Entries pointing to labeled objects:
....
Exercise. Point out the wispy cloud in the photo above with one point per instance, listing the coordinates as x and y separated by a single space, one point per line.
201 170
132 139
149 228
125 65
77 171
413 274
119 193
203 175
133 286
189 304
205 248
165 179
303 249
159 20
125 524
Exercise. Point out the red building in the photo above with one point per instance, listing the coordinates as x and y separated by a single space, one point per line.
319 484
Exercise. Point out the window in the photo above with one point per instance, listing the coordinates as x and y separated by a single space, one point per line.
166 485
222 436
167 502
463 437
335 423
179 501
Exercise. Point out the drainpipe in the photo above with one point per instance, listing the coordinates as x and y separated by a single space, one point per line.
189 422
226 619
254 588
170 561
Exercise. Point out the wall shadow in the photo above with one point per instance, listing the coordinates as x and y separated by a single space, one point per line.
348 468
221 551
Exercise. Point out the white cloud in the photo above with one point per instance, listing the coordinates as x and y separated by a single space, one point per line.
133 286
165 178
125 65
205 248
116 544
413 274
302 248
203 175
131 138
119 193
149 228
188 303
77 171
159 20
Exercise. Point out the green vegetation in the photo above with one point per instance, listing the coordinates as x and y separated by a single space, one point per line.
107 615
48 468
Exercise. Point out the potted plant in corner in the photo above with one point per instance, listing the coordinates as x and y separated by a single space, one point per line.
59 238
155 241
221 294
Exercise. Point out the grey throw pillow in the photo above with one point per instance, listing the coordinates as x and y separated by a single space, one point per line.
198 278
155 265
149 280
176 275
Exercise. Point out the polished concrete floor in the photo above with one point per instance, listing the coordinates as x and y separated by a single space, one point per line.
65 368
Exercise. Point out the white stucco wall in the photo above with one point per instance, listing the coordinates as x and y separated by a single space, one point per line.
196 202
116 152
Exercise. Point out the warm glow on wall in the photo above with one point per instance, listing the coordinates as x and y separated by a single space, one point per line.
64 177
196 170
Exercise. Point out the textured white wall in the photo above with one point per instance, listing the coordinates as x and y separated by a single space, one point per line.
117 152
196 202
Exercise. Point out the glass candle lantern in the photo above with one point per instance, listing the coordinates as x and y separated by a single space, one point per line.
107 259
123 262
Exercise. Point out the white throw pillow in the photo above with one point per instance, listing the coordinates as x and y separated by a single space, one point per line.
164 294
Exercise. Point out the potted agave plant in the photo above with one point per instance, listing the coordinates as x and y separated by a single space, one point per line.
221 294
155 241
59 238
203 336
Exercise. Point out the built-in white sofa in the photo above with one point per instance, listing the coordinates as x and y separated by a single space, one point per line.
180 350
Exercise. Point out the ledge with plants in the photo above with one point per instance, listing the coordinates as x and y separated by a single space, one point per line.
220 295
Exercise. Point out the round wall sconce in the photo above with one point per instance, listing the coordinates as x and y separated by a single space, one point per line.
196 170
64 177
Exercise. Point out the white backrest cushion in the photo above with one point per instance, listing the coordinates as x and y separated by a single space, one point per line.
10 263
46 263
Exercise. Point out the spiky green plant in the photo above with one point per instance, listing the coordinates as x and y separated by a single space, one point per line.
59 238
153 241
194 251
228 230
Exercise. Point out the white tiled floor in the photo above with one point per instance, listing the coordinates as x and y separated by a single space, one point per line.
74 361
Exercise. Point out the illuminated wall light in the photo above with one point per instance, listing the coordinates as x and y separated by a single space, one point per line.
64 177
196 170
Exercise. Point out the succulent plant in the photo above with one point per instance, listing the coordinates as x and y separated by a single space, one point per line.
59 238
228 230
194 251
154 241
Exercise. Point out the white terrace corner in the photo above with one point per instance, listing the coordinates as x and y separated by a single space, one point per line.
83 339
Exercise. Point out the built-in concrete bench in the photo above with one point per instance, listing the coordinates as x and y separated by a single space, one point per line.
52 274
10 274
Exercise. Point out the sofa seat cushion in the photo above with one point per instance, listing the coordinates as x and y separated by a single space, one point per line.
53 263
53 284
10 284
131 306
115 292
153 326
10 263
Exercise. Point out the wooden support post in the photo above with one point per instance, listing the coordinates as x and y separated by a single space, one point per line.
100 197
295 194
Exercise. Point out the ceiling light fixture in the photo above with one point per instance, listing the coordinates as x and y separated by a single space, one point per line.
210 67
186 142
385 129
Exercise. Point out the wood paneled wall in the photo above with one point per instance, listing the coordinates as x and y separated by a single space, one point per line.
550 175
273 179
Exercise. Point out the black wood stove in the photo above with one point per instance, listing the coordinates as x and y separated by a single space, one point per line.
....
WHAT IS ASKED — Update the entries above, replacing every occurrence of "one point per instance" with "a single point for each instance" and leaving all other text unchanged.

SOLUTION —
Exercise. Point out the wispy cloud in the photo above with a single point for each instance, listing the coordinates as x and y separated by a single space, one point per line.
201 170
132 139
149 228
125 65
77 171
413 274
119 193
203 175
133 286
189 304
205 248
165 179
303 249
159 20
125 524
Exercise. Point out the red building in the photo above with a single point for each instance, listing the coordinates as x and y separated by a single space, one point per line.
319 484
Exercise. Point out the window in the photo above with a single point for each instance, listing the coordinates as x and y separated by a single space, one point per line.
166 485
222 436
167 502
463 437
335 423
179 501
Exercise. Point out the drainpipe in the photo above with a single point for each instance, listing the coordinates as x and y separated by a single space, one point per line.
189 422
226 619
254 588
170 561
Exercise. Point out the wall shadow in the photo above with a single point for each instance, listing the coordinates as x and y separated by a single space, one point per line.
348 468
221 551
Exercise. Point out the white cloud in the photo above with a single point for each instance, listing the coordinates as x and y separated by a single space, one point per line.
133 286
165 178
125 65
205 248
116 544
413 274
302 248
203 175
131 138
119 193
149 228
188 303
77 171
159 20
Exercise. Point out the green vegetation in the photo above with a single point for each instance, listing the coordinates as x and y separated by a single space, one point per line.
107 615
48 468
Exercise. Point out the potted plant in corner in the photo above with a single point for each instance, listing the coordinates as x and y separated by a single space, one point per line.
59 238
155 241
221 294
Exercise. Point out the grey throw pillow in the photo above with a single point for each instance, listing the coordinates as x and y separated by a single space, one point per line.
198 278
155 265
149 280
176 275
Exercise. Point out the polished concrete floor in the photo above with a single point for each instance, listing the coordinates as x and y separated by a single space, one point per line.
65 368
Exercise. Point out the white stucco wall in the photo above with a single point for each instance, listing the coordinates as x and y separated by a single space, one point per line.
196 202
116 152
Exercise. Point out the warm glow on wall in the photo above with a single point for each instance, listing the coordinates as x and y separated by a single space, one point per line.
64 177
196 170
Exercise. Point out the textured white wall in the photo above with a single point for each instance, listing the coordinates as x and y separated by a single space, one point per line.
117 152
196 202
Exercise. Point out the glass candle lantern in the photo above with a single point for each instance, listing the coordinates as x and y separated by a single space, one point per line.
107 259
123 262
Exercise. Point out the white throw pillow in the photo above with a single point for each instance, listing the coordinates as x and y separated by a single space, one point per line.
164 294
Exercise. Point out the potted agave plant in the photo above with a single point for each instance, listing the coordinates as x and y separated by a single space, one point per line.
221 294
155 241
59 238
203 336
Exercise. Point out the built-in white sofa in the photo above with a single point for each instance, listing the coordinates as x and y separated by a single space, one point per line.
180 350
Exercise. Point out the ledge with plants in the photo above with a single point for each instance, listing the coordinates as x and y separated by a single space, one point per line.
220 295
Exercise. Point out the round wall sconce in the photo above with a single point for each instance, listing the coordinates as x and y separated by a single space, one point per line.
196 170
64 177
Exercise. Point out the white backrest cushion in the photo above with a single point for each instance, listing the coordinates as x and y separated by a single space, one point per line.
10 263
46 263
Exercise. Point out the spiky green plant in the photo above with a single point for each instance, listing the coordinates as x and y separated by a single space, one point per line.
59 238
153 241
194 251
228 230
Exercise. Point out the white tiled floor in the photo above with a single point for each instance, listing the coordinates as x and y separated by a single space, one point per line.
74 361
Exercise. Point out the illuminated wall light in the photo above with a single point for each instance, listing the coordinates as x and y separated by a single space, one point per line.
64 177
196 170
Exercise. Point out the succulent plant in the photo above with a single point for each instance, listing the coordinates as x and y separated by a single space, one point per line.
59 238
228 230
194 251
154 241
Exercise. Point out the white terrace corner in the photo above with a single point for each instance, listing the coordinates as x and y separated by a single space, one point per line.
83 339
Exercise. Point out the built-in concrete bench in the photo above with a single point for each instance, listing the coordinates as x and y separated by a single space, one point per line.
52 274
10 274
Exercise. Point out the sofa seat cushion in the photo above with a single point for each instance, listing the coordinates as x and y separated by a single space, one point per line.
53 263
53 284
10 284
131 306
115 292
153 326
10 263
Exercise. Point out the wooden support post in the photo above with a single point for each instance, listing the coordinates as x and y separated by a single space, one point per line.
100 197
295 194
Exercise. Point out the ceiling light fixture in the photo above with a single point for each instance, listing the coordinates as x and y separated by a single space, one point per line.
210 67
186 142
385 129
Exercise. Point out the wood paneled wall in the photo above with a single point for each instance, listing the coordinates as x and y separated by a single space, one point per line.
550 175
273 179
Exercise. Point out the black wood stove in the photo above with a single point for each instance, listing the coordinates as x and y separated by a single space, one point per line.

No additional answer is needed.